>> begin RECORDS SHOWN
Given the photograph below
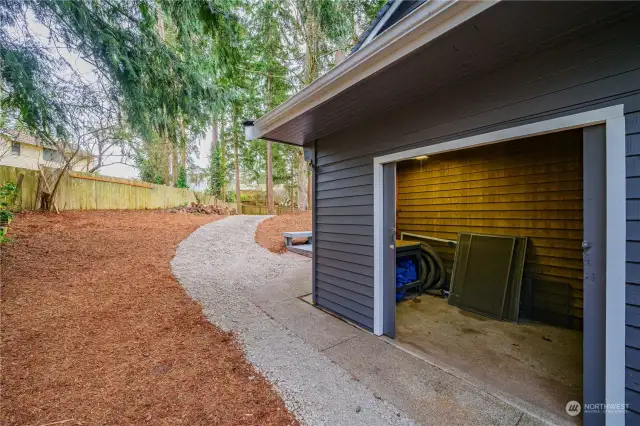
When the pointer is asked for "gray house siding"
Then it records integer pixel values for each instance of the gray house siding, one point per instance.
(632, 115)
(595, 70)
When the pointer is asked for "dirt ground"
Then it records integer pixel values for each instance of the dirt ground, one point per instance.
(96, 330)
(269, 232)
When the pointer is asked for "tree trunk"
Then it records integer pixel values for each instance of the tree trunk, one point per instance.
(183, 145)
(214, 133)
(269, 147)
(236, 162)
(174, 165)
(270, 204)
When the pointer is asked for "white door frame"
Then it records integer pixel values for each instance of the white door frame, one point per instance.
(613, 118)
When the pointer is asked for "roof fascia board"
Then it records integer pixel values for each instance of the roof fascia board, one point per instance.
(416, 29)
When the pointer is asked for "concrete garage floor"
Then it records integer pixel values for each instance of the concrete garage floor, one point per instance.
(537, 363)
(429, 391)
>> end RECORDS SHOWN
>> begin RECORDS SHOWN
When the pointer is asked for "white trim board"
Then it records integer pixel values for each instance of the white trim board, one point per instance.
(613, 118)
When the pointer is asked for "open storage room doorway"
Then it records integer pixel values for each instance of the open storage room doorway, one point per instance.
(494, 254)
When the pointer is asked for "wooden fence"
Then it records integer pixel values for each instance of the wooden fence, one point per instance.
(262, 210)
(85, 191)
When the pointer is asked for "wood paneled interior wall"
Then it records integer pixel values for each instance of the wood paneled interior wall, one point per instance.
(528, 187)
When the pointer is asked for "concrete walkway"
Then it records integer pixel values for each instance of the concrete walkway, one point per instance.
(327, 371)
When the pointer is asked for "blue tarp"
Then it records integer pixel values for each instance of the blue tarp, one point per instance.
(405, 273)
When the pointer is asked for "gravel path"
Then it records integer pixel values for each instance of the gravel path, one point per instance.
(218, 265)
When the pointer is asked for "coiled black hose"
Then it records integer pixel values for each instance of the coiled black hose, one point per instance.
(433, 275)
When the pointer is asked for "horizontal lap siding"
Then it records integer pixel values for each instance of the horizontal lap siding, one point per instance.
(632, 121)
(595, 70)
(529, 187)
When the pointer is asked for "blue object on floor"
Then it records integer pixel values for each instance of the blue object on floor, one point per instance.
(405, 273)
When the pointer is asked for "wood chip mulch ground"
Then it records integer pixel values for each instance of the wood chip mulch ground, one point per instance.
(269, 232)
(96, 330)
>> end RECORDS SHOWN
▸ **TASK GOAL**: List every row above that contains the string "room", copying each one in full. Case counts.

▸ **SOLUTION TO THIS EXERCISE**:
When the pointer is asked for "open storage room doorway"
Then it records integer pixel values for each instance of the open storage room doorway, one point per instance.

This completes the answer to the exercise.